→ **Document passage**
● ● ● ●

The alternative to having a company car, if you are unlucky enough to be an employee, is to run your own car on business and charge the company 40p per mile (or 25p per mile over 10,000 miles in a year). This is only a solution to the problem if your car costs as little as 40p a mile to run, though. This is the maximum you are allowed to claim tax-free, even if your car (as the vast majority do) costs much more than this to run. So Gordon Brown has introduced a deliberately unfair system, where you are forced to subsidise the business’s motoring costs out of your own personal highly taxed and national-insuranced income.

To sum up, the partnership structure stands for fairness; the company structure, for rank unfairness.

4.      Pay tax twice on the same gain

        Does anyone think that paying twice on the same money is obviously fairer than paying tax once? If so, I think they need counselling, but I am not quite sure where this is available! Surely, if anything in tax is either fair or unfair (which is a highly questionable idea in itself), surely it is fairer only to pay tax once.

I expressed the view, a few paragraphs ago, that there was a reasonably sensible policy principle involved in companies paying a lower rate of tax on their profits than individuals do, but I am quite baffled by the hugely greater tax that companies pay on capital gains. Most businesses have some kind of asset subject to the capital gains tax (CGT) regime, even if it is only trading goodwill, and, not to get too bogged down in the details, an average rate of tax on a company’s gains, including the second charge to tax when the net-of-tax proceeds are paid out to the shareholders, is 41%. Individuals making the same gain would pay either 10% or 18%, amongst other reasons, because they only pay tax once.

So the structure involving an LLP with a company in partnership enables you to arrive at what presumably the government regards as a fair result, that is gains are chargeable to CGT at 10% or 18%.

5.      Pay tax on selling an asset to yourself

        If you sell an asset to your own company, even if you own it 100%, you are treated as having made a capital gain and have to pay tax on that gain based on the sale proceeds which the company pays you. Put that asset into an LLP with the company as one of the partners, in contrast, and, providing you get the partnership agreement right, there is no tax to pay. Is it wrong not to trigger a charge on assets that effectively remain 100% within your personal ownership?

6.      Take the business with you to the grave

        It may surprise those who have never run a business in their lives to hear that it is actually quite a good thing to bring on the next generation as part owners of the business. The ‘next generation’ need not necessarily mean members of your family but could be key managers who have both the ability and the drive to push the business forward.

The taxman has two weapons designed to stop you helping your business in this way, and he is certainly not afraid to use them.

The first weapon is CGT. If you give away a proportion of your business, or the shares in your company, the default position, without planning, is that you have a capital gain to pay tax on.

● ● ● ●

→ **Data provided**
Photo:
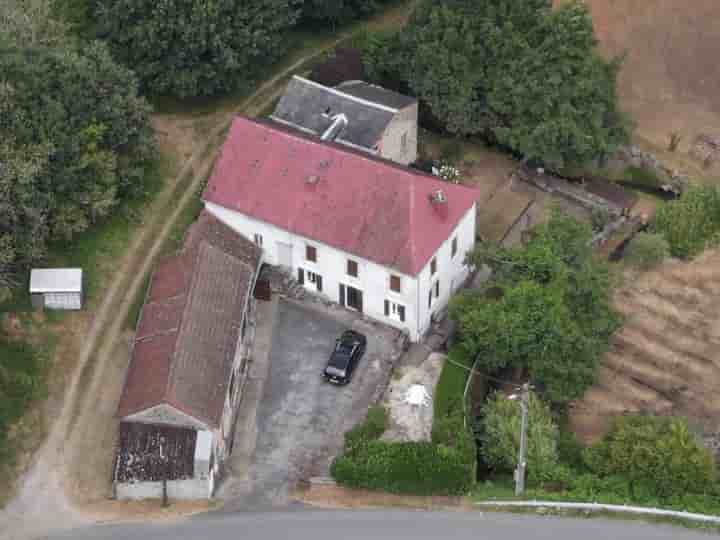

● ● ● ●

→ **Directive**
In the passage on tax, what average tax rate applies to a company's gains once the second charge on payouts to shareholders is included?

→ **Exercise response**
41%